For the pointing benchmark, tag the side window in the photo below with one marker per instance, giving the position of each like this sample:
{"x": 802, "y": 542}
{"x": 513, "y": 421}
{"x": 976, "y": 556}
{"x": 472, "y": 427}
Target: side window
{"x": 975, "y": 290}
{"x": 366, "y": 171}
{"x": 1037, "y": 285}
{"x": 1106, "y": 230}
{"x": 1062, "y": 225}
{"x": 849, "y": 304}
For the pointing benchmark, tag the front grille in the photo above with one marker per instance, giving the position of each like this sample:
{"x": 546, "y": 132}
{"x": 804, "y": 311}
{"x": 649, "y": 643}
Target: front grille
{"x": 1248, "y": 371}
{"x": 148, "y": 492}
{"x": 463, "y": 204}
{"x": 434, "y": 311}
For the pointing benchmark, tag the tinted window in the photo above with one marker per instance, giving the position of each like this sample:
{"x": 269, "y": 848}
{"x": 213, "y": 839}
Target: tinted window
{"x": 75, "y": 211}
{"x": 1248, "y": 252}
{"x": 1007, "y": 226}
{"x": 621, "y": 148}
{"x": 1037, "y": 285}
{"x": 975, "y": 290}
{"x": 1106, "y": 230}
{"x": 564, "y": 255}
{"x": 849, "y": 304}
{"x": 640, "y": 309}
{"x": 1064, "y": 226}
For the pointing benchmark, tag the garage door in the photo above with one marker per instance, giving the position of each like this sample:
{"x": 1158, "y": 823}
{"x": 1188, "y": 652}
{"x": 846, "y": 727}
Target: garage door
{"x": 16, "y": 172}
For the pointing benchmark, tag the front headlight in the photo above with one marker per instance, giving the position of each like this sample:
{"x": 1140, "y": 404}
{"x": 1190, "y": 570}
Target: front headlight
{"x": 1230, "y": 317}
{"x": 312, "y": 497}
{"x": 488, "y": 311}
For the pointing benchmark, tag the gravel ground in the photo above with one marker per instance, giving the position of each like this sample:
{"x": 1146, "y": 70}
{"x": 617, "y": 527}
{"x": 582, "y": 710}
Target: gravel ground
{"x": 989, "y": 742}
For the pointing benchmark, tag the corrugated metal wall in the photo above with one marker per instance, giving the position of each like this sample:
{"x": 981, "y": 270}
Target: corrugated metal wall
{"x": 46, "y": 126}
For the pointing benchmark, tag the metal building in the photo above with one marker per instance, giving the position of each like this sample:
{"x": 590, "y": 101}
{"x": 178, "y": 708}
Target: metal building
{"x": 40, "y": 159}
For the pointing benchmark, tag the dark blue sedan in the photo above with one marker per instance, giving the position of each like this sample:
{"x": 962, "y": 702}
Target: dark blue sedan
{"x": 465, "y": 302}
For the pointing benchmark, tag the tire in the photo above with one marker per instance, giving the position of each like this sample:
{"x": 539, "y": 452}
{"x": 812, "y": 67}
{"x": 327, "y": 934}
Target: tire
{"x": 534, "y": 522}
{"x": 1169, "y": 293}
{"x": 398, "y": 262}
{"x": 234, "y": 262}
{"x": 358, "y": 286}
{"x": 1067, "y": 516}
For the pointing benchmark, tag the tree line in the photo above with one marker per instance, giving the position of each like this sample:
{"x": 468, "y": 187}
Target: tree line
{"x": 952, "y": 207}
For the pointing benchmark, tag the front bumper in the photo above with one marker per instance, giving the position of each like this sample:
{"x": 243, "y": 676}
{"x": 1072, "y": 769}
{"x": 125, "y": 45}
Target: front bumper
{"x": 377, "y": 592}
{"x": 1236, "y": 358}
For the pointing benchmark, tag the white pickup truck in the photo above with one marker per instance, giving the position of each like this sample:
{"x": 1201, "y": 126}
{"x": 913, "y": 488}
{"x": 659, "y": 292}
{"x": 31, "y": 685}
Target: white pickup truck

| What you will do |
Reproduce verbatim the data above, from the line containing "For the pointing benchmark, tag the front bumper" through the last line of the data, both ends included.

| Response below |
For the pointing benchmark, tag the front bumper in the photo above with one marker per instance, giving the position of each like this sample:
{"x": 243, "y": 676}
{"x": 1072, "y": 769}
{"x": 125, "y": 45}
Target: front bumper
{"x": 377, "y": 592}
{"x": 1236, "y": 358}
For the pointing benchmark, tag the white pickup truck in the photo above with one marker per instance, giving the position of each like this sample:
{"x": 1201, "y": 126}
{"x": 913, "y": 488}
{"x": 659, "y": 292}
{"x": 31, "y": 685}
Target: white pickup truck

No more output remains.